▶ [TEXT PROVIDED]

<<<<

Writing recently in The Guardian, Robert Booth suggested that all the critique that The Spirit Level received since its publication was orchestrated by right-wing think tanks that were disturbed by the idea of inequality gaining currency. But Booth is wrong to dismiss the critique, it’s the left’s own cynicism about progress that has allowed the right to monopolise the discussion on economic growth. The Spirit Level’s suggestion that there will be no further benefit to economic growth in the west has played right into the hands of its right-wing critics. The pseudo-science in The Spirit Level was easy to challenge, but far more insidious is its suggestion that there is no benefit to further economic growth in the west.


Let’s examine this in relation to architecture to illustrate this point. House building in the UK has fallen to historic lows: since 1981 the number of homes built has fallen short of the increase in households. In the last three years, house building has fallen to its lowest annual rate since 1946. There is now a backlog caused by years of undersupply illustrating the previous government’s insufficient housing projections.

The main cause of the decline was government policy, under both Labour and Conservative administrations, with the private sector unable to compensate for the shortfall. This contributed to the large increases in house prices seen over the past two decades. But inflation in house prices cannot be equated with real growth. Government after government failed to increase the house building figures, reflecting one important side of the decline of productivity of the British economy.


Architects in turn have withdrawn almost completely out of the housing debate. Le Corbusier used to agitate and lobby politicians to allow him to realise his visionary schemes. Today we’re content with building small housing projects here and there in a self-congratulatory manner that celebrates the ‘sensitivity’ of the design, entirely oblivious to the fact that all those superficial additions barely make any impact. There is a huge opportunity out there but a combination of lack of political will and a bankruptcy in architecture thinking means that there is little chance of actually addressing housing undersupply.

But things are different elsewhere. The trouble with Tuca Vieira’s photograph is that it tells just a small part of the story it means to represent. A photograph is but a frozen moment of time purposefully clipped from the real world. I like to think of it as depicting a moment in Brazil’s history that will soon be gone forever. Behind the scene, the Brazilian economy continues to grow


at a phenomenal rate accompanied by an astounding housing boom. Over the past few years, millions of Brazilians bought their own homes for the first time and there is a palpable sense of dynamism in the country. Places like Paraisópolis will disappear eventually as Brazil continues its progress.

>>>>

▶ [GIVEN PROBLEM] Please answer from the text on housing and economic growth: UK house building in the last three years fell to its lowest annual rate since which year?

▶ [DATASET RECORDS]

<<<<

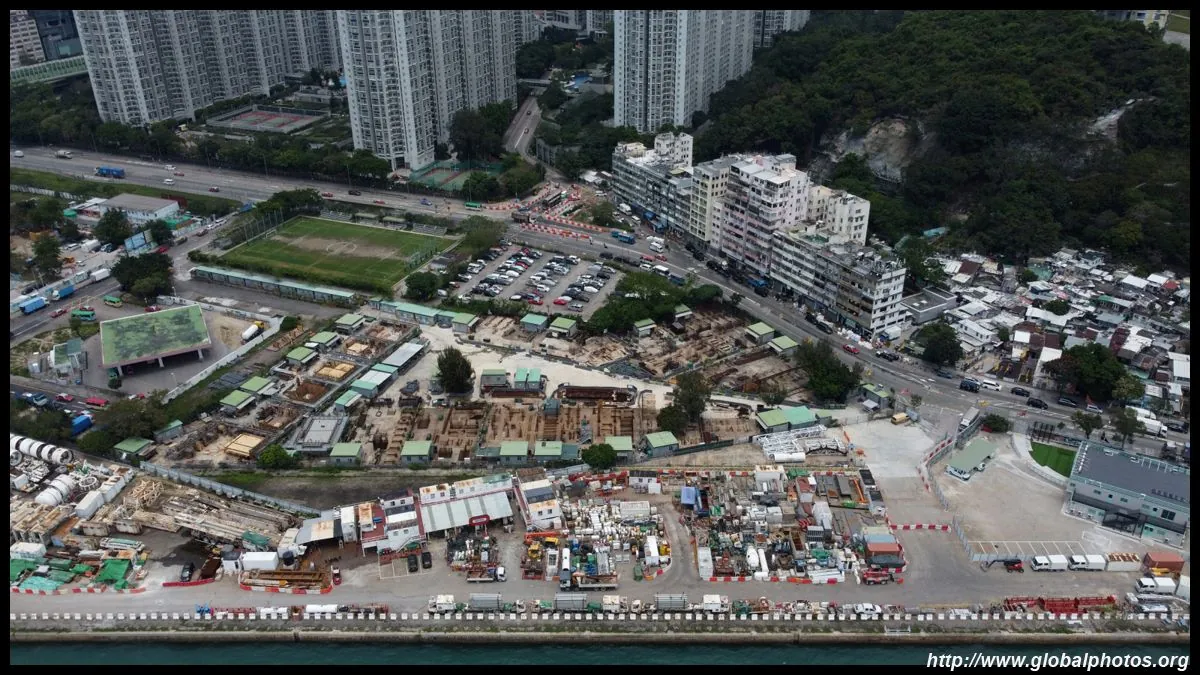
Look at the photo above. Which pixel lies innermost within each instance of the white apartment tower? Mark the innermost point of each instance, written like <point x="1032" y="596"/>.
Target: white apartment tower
<point x="762" y="195"/>
<point x="24" y="42"/>
<point x="769" y="23"/>
<point x="155" y="65"/>
<point x="409" y="71"/>
<point x="670" y="61"/>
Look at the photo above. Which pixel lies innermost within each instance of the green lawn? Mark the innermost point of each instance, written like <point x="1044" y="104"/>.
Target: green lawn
<point x="147" y="335"/>
<point x="329" y="250"/>
<point x="1053" y="457"/>
<point x="199" y="204"/>
<point x="1180" y="21"/>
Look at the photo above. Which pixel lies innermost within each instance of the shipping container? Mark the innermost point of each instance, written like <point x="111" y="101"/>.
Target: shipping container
<point x="1162" y="560"/>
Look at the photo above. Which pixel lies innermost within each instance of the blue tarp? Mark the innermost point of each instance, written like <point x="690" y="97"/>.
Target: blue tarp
<point x="688" y="496"/>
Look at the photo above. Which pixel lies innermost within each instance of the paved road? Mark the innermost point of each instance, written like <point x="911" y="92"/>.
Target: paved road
<point x="941" y="396"/>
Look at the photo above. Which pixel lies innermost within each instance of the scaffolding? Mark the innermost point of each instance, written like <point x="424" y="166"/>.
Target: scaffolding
<point x="787" y="442"/>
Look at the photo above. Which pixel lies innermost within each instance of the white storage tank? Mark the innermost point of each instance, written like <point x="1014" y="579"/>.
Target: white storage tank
<point x="89" y="505"/>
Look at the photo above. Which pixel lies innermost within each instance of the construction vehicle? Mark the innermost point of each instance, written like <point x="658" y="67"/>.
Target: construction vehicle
<point x="1011" y="565"/>
<point x="616" y="604"/>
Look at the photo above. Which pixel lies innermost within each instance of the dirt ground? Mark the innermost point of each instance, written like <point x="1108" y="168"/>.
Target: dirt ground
<point x="226" y="329"/>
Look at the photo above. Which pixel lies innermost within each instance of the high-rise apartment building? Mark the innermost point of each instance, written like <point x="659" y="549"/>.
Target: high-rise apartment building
<point x="409" y="71"/>
<point x="151" y="65"/>
<point x="769" y="23"/>
<point x="669" y="63"/>
<point x="24" y="43"/>
<point x="762" y="195"/>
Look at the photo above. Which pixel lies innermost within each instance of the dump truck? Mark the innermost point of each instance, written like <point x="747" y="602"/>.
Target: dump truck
<point x="63" y="293"/>
<point x="671" y="602"/>
<point x="485" y="602"/>
<point x="570" y="602"/>
<point x="1087" y="562"/>
<point x="717" y="604"/>
<point x="444" y="604"/>
<point x="616" y="603"/>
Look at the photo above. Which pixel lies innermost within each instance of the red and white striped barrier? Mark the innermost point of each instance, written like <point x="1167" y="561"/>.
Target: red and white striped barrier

>>>>

▶ [TASK OUTPUT] 1946